§ **Exercise brief**: Please gather each line in the records below that contains the word "with", and copy every such line in full.
=-=-=-=-=
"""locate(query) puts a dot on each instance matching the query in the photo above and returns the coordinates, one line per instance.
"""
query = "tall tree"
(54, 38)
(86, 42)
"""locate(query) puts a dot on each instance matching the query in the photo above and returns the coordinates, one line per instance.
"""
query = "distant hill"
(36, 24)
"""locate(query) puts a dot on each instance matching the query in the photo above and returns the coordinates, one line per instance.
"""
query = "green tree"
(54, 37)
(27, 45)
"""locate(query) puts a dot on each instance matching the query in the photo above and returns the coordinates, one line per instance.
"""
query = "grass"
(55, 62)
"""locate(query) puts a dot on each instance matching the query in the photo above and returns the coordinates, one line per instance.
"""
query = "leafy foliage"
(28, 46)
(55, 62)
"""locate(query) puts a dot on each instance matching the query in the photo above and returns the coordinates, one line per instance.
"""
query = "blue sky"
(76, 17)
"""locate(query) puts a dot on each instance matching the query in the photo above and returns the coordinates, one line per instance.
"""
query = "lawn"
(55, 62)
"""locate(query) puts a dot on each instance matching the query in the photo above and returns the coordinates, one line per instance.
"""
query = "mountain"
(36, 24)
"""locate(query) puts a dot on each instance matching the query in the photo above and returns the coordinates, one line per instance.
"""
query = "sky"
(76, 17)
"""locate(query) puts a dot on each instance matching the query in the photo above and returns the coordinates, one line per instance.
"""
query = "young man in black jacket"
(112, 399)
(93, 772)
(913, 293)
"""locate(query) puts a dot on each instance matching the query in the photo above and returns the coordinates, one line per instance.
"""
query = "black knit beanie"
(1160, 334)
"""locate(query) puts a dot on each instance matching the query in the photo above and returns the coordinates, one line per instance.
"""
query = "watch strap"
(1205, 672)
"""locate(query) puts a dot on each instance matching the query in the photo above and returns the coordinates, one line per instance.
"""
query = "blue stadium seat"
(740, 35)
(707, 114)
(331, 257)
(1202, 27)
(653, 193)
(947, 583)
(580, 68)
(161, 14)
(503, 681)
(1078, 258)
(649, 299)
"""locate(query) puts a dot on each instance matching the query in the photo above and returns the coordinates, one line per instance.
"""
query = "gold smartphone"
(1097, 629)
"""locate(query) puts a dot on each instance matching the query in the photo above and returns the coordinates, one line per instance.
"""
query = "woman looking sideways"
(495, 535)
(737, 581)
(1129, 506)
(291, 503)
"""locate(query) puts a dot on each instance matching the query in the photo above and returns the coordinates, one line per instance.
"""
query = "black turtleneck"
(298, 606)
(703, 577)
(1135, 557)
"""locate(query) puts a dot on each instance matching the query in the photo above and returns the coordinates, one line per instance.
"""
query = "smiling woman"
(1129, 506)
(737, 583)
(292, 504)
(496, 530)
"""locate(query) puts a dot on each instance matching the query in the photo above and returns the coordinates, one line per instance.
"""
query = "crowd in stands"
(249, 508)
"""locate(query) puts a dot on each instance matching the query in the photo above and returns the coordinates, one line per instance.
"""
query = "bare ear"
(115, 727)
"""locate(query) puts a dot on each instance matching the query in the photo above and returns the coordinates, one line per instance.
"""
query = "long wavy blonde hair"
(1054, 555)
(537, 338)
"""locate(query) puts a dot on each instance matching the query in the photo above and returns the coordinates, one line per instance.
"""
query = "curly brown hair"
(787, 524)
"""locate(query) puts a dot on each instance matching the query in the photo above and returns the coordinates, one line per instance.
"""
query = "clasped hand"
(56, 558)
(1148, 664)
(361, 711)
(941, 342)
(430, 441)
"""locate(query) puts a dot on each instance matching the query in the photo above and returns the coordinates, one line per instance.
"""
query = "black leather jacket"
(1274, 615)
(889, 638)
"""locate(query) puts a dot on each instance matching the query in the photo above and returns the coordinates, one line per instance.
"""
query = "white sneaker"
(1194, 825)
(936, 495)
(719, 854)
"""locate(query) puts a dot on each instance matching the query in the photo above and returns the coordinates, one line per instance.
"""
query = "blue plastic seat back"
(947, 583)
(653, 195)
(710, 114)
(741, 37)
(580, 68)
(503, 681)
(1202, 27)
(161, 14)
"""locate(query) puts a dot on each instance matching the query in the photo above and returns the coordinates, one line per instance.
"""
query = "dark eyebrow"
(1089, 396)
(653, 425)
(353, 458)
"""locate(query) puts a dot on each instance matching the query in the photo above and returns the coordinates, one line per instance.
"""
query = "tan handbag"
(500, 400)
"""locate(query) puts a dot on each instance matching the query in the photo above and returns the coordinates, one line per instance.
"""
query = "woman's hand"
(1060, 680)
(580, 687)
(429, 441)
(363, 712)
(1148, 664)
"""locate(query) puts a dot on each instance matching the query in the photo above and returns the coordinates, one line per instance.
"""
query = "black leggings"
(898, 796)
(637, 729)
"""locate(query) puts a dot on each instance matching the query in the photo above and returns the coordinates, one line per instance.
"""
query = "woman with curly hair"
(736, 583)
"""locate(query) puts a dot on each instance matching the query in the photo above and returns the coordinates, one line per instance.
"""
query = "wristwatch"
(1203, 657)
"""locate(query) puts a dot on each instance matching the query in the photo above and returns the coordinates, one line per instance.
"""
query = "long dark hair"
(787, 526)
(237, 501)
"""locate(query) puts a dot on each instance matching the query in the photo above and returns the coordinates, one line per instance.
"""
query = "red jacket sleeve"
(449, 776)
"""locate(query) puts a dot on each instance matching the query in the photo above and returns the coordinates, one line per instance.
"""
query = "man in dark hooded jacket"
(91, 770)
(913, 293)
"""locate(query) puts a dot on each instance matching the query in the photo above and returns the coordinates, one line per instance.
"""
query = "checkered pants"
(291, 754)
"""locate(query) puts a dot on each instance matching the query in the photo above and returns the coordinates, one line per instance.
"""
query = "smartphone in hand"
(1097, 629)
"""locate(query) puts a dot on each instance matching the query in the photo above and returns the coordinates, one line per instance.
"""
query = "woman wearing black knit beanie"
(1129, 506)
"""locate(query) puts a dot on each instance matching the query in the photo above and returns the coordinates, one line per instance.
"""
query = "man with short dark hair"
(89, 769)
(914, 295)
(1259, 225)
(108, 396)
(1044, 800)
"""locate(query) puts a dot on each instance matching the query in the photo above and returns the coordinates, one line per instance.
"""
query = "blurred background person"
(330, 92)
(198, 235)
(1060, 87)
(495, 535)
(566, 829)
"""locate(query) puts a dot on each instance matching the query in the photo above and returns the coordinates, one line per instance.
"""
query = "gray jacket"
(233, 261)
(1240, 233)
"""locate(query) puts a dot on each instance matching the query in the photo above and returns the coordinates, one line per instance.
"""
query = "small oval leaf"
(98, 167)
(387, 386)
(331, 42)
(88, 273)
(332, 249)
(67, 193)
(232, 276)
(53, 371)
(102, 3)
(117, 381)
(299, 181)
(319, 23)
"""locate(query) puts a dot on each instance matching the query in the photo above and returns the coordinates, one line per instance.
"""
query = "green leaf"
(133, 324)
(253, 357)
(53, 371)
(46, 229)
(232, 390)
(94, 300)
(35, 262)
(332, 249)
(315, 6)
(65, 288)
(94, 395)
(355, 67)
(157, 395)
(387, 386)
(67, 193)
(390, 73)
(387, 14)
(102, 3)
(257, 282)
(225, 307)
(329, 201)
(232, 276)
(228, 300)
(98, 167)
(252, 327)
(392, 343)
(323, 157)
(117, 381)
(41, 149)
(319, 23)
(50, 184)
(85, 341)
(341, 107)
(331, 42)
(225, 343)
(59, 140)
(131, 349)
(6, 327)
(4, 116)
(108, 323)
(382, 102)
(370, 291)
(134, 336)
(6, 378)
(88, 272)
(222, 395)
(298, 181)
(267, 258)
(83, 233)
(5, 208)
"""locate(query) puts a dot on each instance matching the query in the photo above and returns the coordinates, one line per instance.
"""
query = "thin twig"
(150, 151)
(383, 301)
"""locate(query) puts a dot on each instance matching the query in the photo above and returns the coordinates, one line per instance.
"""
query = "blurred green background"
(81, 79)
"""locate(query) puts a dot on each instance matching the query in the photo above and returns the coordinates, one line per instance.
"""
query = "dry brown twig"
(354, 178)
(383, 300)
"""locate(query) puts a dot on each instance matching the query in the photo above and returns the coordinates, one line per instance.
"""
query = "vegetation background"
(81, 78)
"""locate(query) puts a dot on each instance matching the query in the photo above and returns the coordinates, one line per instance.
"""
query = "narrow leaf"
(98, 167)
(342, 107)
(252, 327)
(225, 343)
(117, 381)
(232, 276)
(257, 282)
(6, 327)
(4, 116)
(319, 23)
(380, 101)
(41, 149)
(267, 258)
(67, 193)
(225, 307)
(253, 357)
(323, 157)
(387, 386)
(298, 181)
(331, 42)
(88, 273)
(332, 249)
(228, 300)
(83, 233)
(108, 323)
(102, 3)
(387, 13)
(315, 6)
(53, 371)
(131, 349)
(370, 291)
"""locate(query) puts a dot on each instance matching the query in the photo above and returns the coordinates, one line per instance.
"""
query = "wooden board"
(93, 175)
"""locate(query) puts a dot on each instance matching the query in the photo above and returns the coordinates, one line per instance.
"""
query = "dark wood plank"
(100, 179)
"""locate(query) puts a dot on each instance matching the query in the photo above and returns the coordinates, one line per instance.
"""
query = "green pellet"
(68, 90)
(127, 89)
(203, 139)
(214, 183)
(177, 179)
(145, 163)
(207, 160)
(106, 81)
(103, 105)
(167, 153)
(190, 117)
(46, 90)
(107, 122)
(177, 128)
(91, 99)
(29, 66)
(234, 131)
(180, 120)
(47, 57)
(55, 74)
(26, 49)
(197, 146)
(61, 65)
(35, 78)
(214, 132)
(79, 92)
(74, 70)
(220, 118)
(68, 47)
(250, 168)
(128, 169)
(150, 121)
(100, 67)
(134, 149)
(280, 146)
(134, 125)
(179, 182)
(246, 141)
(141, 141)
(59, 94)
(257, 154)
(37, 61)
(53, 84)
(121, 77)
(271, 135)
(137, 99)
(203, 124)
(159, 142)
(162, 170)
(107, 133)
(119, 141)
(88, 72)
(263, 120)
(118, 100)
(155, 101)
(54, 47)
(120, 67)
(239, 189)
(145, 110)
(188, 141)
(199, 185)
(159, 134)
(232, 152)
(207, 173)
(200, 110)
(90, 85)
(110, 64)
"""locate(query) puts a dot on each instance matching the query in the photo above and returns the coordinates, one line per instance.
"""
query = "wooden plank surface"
=-=-=-=-=
§ **Result**:
query = "woman with curly hair"
query = "man with short dark hair"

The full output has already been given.